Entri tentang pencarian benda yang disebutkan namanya
**********
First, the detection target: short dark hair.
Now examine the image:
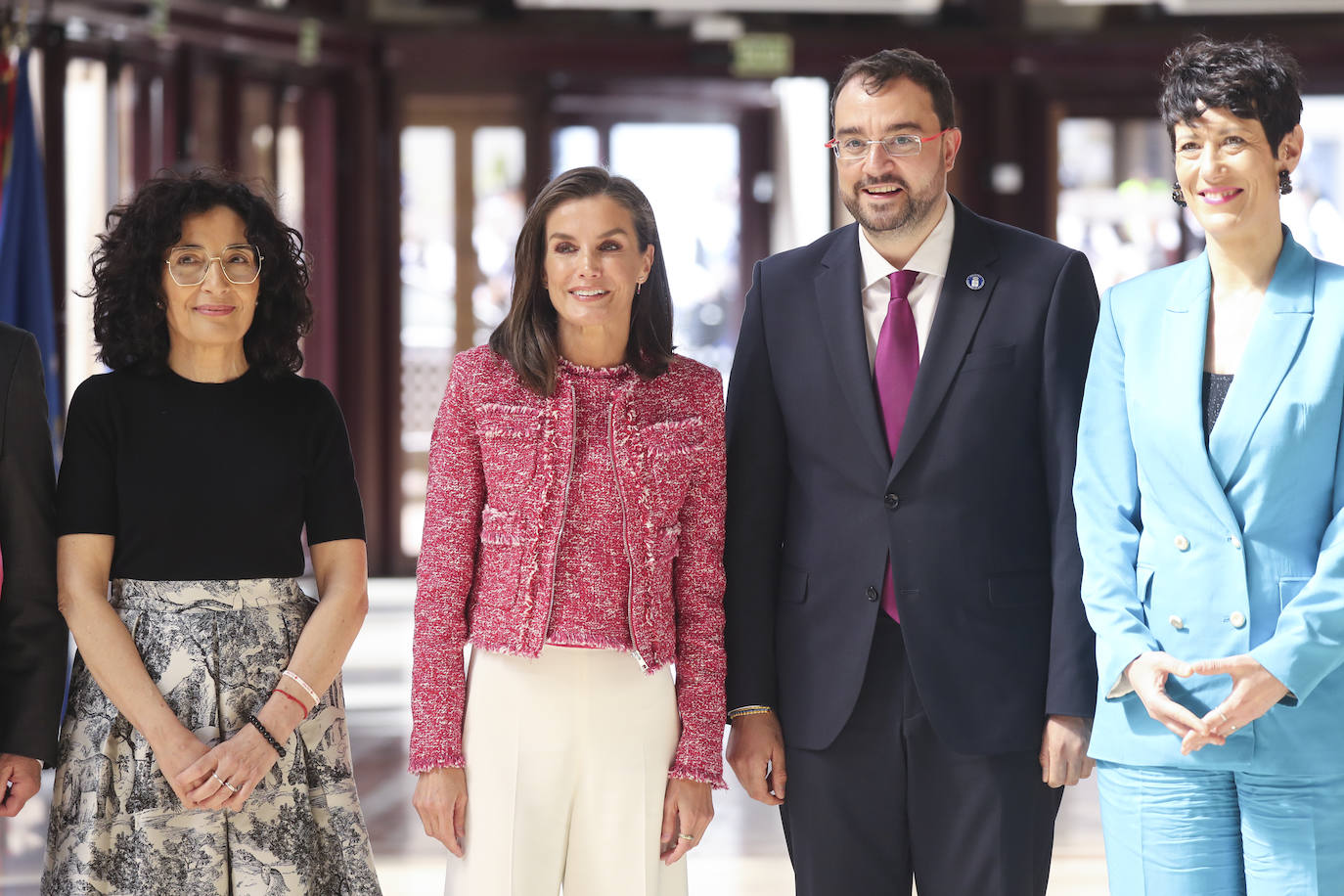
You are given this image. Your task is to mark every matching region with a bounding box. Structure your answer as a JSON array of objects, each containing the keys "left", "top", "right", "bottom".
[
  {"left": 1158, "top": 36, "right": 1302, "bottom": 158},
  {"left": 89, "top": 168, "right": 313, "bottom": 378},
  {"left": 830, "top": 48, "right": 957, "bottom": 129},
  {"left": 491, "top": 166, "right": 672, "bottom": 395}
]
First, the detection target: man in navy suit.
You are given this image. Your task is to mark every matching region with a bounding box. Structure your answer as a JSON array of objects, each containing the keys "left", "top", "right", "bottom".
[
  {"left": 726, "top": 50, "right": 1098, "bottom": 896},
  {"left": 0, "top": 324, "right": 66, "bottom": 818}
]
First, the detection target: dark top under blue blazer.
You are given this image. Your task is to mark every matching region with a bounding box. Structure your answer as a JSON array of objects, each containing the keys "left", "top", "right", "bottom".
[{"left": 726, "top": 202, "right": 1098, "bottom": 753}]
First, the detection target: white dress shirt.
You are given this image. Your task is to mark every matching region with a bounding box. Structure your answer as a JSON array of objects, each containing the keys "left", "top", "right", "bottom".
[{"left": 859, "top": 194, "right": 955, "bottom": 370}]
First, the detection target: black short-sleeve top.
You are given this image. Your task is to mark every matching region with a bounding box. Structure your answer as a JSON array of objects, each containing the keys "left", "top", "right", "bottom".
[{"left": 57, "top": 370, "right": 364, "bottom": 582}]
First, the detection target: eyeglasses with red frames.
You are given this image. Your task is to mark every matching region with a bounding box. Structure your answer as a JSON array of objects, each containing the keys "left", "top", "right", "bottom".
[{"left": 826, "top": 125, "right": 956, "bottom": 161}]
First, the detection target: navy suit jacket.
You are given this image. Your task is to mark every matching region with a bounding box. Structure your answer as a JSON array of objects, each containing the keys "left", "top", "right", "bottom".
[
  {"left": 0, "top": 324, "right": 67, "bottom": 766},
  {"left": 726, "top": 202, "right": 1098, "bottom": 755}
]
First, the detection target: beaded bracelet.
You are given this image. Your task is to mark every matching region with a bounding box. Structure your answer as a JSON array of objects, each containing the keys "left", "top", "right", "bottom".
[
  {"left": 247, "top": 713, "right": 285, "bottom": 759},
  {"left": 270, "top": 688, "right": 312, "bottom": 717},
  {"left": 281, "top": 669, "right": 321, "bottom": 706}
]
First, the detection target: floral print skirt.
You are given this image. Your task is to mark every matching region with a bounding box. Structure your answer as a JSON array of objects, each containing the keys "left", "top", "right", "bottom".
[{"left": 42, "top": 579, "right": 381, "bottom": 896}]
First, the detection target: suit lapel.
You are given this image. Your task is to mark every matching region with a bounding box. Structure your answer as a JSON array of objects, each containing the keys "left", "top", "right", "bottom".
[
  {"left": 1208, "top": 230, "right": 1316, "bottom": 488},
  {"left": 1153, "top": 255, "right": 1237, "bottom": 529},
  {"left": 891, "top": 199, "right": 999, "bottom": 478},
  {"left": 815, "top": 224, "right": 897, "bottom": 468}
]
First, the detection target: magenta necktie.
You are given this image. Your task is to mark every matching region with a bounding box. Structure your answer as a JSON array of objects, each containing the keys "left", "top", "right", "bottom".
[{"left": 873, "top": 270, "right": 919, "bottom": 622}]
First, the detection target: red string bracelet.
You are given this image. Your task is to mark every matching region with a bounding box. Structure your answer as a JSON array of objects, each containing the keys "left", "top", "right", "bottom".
**********
■ **Yang Diharapkan**: Ganti setiap "detection target" dengan "object to locate" di seluruh entri di atas, lalu tulis ulang semuanya tanpa mengubah bagian lain. Jangan sertakan gambar dalam jawaban.

■ **Jawaban Latihan**:
First, the object to locate: short dark hair.
Now examine the image:
You are given this image. Your task is to mark every matching region with a bounding box. Structure your answer as a JSON array of objects, each containing the keys "left", "top", "right", "bottom".
[
  {"left": 1158, "top": 36, "right": 1302, "bottom": 158},
  {"left": 89, "top": 168, "right": 313, "bottom": 378},
  {"left": 830, "top": 48, "right": 957, "bottom": 129},
  {"left": 491, "top": 166, "right": 672, "bottom": 395}
]
First, the object to locate: man in navy suit.
You are given this image. Your task is to mark every matching region with a bounding box. Structure your answer as a JSON array of objects, each containing the keys "left", "top", "right", "bottom".
[
  {"left": 726, "top": 50, "right": 1098, "bottom": 896},
  {"left": 0, "top": 324, "right": 66, "bottom": 818}
]
First, the object to locate: dark top under blue blazer.
You are given this image. Your task is to mark every matching region with a bounding box. Structure your answer as a JSON array of objects, each containing the keys "left", "top", "right", "bottom".
[{"left": 726, "top": 202, "right": 1098, "bottom": 753}]
First, the object to locate: white dress shirt.
You are given this image. Your task is to mark every matching region with a bounding box. Structure your answer as a JSON array of objects, each containing the keys "left", "top", "right", "bottom".
[{"left": 859, "top": 194, "right": 955, "bottom": 370}]
First, the object to locate: black short-sleeve top.
You are given this image. Your task is to mark every matching region with a bounding box. Structure your answer as a JSON array of objects, each containing the keys "left", "top", "right", "bottom".
[{"left": 57, "top": 370, "right": 364, "bottom": 582}]
First, the object to locate: eyeglasses with red frames.
You are given this image. Your task is to mark every matching region with a bounding box. Structure your answer as a JSON array of objects, each containing the keys "left", "top", "right", "bottom".
[{"left": 826, "top": 125, "right": 956, "bottom": 161}]
First, the object to locate: navy suit jacket.
You are given this image. Your task is to mark every matching region with a bounding box. Structure your answer as a JSON array of objects, each containing the keys "left", "top", "right", "bottom".
[
  {"left": 0, "top": 324, "right": 67, "bottom": 766},
  {"left": 726, "top": 202, "right": 1098, "bottom": 755}
]
First, the object to locate: beaded bracelet.
You are given this image. Your task is to mark every matching region with a bounding box. Structure your answer as a JSON array of objects, each containing the keys "left", "top", "right", "bottom".
[
  {"left": 247, "top": 713, "right": 285, "bottom": 759},
  {"left": 270, "top": 688, "right": 312, "bottom": 717},
  {"left": 281, "top": 669, "right": 321, "bottom": 706}
]
First, the object to locate: floral print skirt.
You are given this image. Your task is to mark every matching region with a bounding box. Structure your answer as a JSON array of objects, each containing the keys "left", "top", "right", "bottom".
[{"left": 42, "top": 579, "right": 381, "bottom": 896}]
First, the object to locate: suit lapel.
You are given this image. Your task is to mark every matching region with a bounding box. Structure your answer as a JSON array of objects, each containing the keys "left", "top", "right", "bottom".
[
  {"left": 1208, "top": 230, "right": 1316, "bottom": 488},
  {"left": 1153, "top": 255, "right": 1237, "bottom": 529},
  {"left": 891, "top": 199, "right": 999, "bottom": 478},
  {"left": 815, "top": 224, "right": 897, "bottom": 468}
]
First, the object to locate: magenta necktie.
You are given this image. Your task is to mark every matching region with a bounding box. Structure your answer as a JSON array of objects, each containing the keys "left", "top", "right", "bottom".
[{"left": 873, "top": 270, "right": 919, "bottom": 622}]
First, the object to locate: red string bracelet.
You are given this image. Your task is to mark every matching region with a bounding box. Structure your answer as a JSON array of objects, each containing the keys "left", "top", "right", "bottom".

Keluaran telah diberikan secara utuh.